-- Exercise data follows --

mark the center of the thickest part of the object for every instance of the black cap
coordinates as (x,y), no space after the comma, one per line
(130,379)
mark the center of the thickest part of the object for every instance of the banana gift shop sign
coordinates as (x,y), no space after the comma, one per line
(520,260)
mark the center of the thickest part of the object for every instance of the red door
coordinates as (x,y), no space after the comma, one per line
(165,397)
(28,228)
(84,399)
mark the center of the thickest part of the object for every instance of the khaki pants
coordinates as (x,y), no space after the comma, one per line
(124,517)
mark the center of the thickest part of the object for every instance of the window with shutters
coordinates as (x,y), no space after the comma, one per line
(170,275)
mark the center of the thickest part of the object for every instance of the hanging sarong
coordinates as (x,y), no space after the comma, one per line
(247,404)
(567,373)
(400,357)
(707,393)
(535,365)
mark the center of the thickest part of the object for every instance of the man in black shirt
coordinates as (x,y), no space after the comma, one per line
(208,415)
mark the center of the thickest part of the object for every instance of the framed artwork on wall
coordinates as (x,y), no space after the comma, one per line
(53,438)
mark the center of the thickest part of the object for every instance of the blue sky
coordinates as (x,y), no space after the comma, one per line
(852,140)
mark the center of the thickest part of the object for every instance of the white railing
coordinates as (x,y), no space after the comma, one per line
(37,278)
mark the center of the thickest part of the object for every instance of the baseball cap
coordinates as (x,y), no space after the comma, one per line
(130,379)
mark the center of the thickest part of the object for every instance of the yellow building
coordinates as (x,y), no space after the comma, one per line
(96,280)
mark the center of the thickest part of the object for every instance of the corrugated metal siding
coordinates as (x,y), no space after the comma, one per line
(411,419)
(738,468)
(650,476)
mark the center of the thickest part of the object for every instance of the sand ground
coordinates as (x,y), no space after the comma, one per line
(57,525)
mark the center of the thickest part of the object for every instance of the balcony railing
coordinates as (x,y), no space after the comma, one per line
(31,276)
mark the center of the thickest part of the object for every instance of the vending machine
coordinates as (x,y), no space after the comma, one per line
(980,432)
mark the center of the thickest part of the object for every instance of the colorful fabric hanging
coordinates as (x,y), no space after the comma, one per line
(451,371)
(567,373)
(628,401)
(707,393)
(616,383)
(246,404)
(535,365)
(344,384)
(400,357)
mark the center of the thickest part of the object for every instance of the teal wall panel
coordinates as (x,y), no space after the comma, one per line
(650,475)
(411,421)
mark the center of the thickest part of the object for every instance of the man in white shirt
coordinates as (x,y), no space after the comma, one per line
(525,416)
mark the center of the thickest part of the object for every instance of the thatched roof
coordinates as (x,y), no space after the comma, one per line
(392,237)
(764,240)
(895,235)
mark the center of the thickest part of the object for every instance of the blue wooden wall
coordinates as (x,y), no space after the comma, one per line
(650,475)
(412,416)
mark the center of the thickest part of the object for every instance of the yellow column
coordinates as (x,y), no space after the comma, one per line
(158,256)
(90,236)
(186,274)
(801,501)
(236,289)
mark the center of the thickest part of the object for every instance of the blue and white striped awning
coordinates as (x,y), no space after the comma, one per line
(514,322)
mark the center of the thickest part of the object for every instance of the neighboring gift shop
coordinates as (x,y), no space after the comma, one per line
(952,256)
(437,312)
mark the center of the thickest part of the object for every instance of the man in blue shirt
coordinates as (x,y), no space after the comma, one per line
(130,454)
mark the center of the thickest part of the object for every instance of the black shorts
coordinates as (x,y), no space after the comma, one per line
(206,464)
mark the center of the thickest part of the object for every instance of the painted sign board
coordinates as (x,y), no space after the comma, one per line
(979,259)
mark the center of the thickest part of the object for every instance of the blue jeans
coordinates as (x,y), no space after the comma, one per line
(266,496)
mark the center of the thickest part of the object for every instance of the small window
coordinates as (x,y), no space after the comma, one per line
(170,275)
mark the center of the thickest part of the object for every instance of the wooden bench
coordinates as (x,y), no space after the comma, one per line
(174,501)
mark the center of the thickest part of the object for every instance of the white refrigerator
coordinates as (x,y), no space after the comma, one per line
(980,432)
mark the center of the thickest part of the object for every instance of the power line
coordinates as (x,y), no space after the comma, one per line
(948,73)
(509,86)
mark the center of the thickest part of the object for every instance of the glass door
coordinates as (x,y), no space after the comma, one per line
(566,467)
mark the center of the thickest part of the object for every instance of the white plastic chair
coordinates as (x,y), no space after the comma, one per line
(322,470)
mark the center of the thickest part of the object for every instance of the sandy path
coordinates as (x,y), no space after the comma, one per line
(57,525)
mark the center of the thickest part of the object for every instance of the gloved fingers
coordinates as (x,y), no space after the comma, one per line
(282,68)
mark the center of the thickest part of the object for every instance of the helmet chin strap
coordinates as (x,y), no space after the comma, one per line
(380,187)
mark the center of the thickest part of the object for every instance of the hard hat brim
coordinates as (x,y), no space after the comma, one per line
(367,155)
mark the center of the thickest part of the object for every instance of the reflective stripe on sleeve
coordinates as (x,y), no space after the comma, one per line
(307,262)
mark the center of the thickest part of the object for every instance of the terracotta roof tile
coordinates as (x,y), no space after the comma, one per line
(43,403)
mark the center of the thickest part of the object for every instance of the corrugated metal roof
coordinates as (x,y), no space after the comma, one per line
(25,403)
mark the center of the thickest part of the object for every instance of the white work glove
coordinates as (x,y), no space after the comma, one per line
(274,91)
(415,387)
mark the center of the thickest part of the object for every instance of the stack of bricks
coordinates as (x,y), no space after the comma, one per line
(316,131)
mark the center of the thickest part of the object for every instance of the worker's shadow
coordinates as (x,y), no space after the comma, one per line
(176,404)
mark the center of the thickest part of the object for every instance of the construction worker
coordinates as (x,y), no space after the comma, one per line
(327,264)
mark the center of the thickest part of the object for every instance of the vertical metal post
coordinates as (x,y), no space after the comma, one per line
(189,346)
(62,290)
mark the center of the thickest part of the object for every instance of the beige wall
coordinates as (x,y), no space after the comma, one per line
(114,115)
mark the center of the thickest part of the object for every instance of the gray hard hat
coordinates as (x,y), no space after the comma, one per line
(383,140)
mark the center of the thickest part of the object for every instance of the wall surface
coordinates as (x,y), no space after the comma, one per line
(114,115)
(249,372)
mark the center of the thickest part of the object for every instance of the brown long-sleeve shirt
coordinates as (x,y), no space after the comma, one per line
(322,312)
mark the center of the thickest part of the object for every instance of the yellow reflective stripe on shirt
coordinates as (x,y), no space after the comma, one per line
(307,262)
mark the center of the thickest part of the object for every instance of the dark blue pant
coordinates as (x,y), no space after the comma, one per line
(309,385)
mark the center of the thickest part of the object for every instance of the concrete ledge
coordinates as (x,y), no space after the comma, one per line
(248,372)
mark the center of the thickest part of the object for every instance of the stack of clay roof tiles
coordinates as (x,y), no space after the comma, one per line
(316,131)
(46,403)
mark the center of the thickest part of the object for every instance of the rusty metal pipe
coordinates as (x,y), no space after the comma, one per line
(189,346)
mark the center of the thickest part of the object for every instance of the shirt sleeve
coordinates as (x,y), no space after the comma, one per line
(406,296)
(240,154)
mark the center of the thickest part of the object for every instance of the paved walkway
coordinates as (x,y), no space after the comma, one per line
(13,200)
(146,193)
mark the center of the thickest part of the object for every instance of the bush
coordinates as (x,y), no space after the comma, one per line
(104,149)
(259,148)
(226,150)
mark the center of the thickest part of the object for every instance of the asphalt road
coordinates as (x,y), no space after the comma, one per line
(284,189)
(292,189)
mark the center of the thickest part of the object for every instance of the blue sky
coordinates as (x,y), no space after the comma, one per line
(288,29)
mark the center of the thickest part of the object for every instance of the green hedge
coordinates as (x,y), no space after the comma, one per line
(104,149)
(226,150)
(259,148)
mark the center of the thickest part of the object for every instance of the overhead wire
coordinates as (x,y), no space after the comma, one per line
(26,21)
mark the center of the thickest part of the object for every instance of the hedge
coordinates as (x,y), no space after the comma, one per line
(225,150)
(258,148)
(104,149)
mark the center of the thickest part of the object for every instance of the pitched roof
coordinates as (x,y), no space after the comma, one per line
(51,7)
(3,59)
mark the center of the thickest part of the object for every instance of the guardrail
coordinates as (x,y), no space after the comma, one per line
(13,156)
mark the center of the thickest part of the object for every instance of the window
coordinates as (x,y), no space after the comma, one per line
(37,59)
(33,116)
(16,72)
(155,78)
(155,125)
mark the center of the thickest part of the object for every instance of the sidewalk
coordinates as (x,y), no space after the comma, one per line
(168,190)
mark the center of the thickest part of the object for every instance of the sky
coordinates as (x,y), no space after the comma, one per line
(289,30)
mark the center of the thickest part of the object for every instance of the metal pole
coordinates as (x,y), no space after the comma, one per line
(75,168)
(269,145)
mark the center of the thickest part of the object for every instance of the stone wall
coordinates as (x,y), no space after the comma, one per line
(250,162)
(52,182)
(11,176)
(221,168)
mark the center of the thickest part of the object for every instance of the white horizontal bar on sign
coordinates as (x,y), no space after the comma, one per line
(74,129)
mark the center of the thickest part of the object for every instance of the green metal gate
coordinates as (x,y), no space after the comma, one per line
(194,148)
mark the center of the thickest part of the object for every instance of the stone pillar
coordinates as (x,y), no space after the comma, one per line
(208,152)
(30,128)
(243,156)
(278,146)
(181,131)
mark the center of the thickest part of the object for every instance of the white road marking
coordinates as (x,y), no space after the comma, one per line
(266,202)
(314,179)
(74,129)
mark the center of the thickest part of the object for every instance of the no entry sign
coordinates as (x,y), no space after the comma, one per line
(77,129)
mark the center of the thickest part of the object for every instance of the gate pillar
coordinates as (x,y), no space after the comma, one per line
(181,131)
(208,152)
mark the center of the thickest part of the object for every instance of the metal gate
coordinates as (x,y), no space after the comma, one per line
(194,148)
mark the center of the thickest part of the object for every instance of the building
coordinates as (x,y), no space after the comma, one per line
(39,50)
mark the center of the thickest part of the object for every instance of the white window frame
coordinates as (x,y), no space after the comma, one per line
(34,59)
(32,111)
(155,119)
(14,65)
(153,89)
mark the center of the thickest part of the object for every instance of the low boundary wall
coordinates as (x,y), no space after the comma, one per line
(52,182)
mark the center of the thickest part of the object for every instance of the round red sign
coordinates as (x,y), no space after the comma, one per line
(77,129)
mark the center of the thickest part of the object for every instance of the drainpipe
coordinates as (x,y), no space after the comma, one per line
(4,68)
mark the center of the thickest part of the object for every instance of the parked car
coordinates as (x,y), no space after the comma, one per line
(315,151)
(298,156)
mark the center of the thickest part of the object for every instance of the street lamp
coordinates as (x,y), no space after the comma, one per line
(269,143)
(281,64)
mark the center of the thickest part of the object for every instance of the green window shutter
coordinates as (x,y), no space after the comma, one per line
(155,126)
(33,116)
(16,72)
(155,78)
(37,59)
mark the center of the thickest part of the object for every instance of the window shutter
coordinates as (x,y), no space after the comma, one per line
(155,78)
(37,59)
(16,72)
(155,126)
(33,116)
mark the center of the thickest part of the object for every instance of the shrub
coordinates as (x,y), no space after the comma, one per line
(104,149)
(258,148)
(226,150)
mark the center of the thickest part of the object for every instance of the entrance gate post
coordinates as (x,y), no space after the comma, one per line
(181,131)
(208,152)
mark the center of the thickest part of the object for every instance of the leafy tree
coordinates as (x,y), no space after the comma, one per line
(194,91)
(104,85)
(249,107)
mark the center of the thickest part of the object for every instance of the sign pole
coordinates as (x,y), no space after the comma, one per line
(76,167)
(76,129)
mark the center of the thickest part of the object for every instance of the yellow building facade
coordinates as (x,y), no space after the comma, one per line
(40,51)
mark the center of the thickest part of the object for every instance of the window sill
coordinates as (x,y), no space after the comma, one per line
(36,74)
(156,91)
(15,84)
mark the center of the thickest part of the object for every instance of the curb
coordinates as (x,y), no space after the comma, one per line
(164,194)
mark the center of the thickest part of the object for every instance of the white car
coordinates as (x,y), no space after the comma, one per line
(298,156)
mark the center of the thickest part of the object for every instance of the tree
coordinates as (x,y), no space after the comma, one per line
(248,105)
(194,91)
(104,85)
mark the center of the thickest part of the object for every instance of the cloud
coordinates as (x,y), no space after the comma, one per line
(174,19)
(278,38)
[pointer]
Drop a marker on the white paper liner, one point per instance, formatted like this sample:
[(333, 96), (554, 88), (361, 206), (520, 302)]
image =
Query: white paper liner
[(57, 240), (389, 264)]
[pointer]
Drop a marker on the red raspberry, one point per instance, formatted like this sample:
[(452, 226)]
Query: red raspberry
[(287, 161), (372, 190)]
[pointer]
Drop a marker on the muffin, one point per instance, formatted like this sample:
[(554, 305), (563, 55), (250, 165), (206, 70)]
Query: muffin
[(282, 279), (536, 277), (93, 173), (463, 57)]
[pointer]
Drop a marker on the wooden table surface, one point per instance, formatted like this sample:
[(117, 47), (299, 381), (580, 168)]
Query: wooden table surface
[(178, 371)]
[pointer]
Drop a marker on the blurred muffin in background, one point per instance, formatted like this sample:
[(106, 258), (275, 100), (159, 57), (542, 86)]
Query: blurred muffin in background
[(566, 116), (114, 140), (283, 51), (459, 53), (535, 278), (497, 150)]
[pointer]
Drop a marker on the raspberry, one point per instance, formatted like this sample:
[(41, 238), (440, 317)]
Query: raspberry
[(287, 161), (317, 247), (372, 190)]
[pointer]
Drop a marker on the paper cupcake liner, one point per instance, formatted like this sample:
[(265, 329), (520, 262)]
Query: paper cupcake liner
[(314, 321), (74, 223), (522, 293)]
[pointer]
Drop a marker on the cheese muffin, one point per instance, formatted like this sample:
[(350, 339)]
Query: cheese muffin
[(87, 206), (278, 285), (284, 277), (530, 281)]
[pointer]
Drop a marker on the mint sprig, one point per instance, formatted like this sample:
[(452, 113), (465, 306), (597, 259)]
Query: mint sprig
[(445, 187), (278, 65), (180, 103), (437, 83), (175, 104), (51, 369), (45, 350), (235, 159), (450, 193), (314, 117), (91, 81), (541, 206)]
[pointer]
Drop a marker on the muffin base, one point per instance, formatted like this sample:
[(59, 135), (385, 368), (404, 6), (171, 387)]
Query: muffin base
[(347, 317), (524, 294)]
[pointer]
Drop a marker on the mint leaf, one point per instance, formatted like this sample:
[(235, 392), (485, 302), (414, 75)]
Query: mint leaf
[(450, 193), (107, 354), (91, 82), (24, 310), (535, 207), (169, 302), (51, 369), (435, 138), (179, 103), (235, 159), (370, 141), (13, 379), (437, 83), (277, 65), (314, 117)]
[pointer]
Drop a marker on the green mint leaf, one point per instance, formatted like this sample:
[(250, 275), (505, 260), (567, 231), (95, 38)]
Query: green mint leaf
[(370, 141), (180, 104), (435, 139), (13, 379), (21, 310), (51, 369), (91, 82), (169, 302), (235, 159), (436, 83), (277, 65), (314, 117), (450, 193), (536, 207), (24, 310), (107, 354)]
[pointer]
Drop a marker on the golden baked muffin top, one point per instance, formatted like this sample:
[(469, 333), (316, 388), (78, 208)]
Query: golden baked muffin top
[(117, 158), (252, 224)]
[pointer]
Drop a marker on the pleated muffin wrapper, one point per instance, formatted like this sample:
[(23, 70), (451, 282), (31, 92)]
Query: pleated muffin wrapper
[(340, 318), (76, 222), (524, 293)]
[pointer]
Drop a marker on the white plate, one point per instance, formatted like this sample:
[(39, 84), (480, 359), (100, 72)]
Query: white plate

-- Exercise data concluded --

**What is expected:**
Among the records above, find each line holding "shop" and list it.

**Solution for this task:**
mark the center of the thickest part of the object for every instance of the banana gift shop sign
mark the center of the thickest part of the object for every instance of the neighboring gift shop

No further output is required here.